==== SUPPLIED RECORDS

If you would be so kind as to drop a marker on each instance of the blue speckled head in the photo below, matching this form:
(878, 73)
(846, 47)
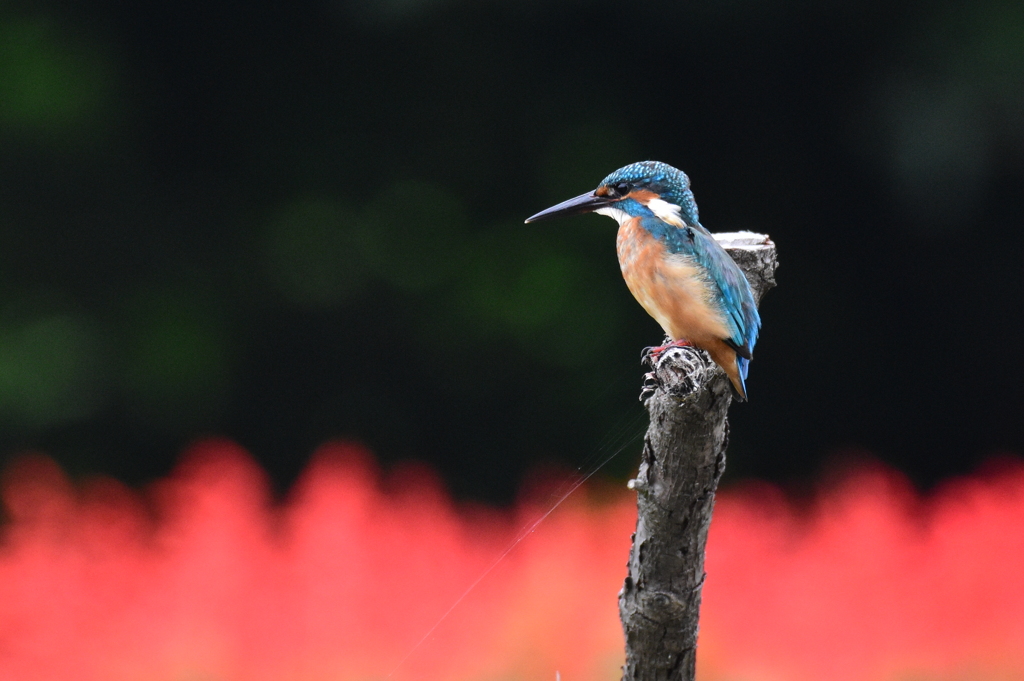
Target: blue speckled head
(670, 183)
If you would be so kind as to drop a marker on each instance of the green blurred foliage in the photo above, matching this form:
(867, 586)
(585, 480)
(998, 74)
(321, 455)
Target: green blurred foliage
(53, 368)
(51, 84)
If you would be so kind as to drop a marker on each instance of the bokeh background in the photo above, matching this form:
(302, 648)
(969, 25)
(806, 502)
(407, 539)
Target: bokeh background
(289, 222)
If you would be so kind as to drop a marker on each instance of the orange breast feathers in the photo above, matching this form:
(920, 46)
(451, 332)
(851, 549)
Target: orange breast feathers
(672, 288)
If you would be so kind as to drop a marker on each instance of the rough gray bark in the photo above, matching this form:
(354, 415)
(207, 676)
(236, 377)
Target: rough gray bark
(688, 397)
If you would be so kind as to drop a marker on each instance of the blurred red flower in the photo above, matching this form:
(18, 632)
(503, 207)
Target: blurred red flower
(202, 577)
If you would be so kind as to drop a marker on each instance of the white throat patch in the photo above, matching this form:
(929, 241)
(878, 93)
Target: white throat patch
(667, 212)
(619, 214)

========
==== SUPPLIED RECORDS

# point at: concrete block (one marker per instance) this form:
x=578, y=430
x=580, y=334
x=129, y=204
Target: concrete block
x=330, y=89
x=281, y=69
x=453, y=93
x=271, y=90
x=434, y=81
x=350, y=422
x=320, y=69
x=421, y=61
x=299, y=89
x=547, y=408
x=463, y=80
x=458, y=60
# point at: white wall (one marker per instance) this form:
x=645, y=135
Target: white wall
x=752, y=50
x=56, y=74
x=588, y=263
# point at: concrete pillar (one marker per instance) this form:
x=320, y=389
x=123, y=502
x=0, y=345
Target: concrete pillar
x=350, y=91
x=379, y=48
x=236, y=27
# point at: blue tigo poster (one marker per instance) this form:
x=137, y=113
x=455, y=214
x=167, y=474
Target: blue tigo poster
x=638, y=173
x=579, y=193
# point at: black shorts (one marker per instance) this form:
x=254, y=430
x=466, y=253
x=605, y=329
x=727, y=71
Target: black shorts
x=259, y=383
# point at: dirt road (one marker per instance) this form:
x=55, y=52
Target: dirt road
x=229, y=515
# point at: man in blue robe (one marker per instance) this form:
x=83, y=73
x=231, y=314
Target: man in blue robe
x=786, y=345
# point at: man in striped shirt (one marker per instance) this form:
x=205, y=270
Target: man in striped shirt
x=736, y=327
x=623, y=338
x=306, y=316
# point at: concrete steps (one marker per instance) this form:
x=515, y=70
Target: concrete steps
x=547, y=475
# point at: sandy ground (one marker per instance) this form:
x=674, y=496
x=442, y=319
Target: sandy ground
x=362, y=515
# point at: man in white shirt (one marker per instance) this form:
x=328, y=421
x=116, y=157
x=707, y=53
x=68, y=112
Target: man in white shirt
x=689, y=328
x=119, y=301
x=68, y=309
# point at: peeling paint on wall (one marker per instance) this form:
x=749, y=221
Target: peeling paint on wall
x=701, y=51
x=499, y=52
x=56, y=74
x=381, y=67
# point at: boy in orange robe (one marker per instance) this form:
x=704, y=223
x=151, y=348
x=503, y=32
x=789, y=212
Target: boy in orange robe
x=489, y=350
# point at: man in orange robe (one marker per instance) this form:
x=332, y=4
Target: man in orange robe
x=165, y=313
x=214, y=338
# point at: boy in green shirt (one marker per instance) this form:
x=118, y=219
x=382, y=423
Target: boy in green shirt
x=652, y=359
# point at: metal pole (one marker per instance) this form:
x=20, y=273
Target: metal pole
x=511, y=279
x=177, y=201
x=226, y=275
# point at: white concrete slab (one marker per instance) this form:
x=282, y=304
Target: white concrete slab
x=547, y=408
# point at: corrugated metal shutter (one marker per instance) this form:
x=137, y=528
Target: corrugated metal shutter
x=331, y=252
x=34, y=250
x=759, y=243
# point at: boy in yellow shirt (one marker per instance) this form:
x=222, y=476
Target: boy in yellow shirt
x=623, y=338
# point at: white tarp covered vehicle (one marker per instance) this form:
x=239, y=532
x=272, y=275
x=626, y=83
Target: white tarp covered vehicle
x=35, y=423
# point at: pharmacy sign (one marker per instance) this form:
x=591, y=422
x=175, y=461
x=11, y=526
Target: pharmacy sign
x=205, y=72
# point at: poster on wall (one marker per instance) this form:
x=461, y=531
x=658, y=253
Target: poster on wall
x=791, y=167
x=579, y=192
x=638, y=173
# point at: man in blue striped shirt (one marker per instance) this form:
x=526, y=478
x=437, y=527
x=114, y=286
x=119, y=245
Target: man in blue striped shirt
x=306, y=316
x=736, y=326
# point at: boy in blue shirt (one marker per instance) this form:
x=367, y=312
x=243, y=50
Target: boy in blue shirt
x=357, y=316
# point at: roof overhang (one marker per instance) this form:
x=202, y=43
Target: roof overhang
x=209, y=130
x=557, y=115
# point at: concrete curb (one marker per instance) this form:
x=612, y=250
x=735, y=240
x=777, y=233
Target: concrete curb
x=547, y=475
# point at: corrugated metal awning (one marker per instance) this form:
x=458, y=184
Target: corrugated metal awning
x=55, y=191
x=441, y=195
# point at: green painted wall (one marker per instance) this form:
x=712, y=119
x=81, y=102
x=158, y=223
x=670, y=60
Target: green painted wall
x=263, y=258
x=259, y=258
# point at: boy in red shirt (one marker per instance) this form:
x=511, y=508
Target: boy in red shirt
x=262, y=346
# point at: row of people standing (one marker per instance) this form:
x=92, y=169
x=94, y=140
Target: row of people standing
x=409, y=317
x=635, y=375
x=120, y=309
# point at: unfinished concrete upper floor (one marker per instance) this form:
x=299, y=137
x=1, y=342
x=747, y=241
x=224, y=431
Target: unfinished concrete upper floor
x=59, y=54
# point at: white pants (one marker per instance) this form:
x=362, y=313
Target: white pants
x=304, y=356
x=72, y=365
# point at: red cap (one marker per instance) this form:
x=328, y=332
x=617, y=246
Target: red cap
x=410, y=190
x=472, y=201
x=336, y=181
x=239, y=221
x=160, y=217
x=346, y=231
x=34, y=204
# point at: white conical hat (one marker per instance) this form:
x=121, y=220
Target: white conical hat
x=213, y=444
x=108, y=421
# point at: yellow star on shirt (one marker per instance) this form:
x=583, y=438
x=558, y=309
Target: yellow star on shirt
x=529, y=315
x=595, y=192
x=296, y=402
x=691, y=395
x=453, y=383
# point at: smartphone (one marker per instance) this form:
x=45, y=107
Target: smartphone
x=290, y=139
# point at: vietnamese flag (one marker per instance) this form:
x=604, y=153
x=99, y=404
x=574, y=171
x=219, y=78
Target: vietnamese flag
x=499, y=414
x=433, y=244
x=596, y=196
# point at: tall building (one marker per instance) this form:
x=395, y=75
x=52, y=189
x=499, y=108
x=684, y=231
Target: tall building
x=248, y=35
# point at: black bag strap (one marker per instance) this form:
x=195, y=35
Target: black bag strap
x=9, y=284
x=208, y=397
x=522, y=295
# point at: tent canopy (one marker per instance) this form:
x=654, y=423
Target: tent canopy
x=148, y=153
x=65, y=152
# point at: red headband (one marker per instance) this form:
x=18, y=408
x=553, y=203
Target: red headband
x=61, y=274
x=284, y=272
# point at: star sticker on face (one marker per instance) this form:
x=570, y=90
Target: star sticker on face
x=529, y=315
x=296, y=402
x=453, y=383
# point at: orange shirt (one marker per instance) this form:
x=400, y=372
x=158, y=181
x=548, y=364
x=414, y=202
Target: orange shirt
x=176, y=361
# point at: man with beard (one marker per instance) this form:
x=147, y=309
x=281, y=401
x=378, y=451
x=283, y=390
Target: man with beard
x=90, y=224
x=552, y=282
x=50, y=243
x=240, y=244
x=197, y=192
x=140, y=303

========

> TASK REQUIREMENTS: Could you repeat exactly the lines in the listing above from the one with "# point at: red headband" down to the one with "x=570, y=90"? Include both of those lines.

> RESPONSE:
# point at: red headband (one marker per instance) this form:
x=18, y=408
x=553, y=203
Target: red headband
x=61, y=274
x=284, y=272
# point at: star sticker on face (one marker per instance) this form:
x=570, y=90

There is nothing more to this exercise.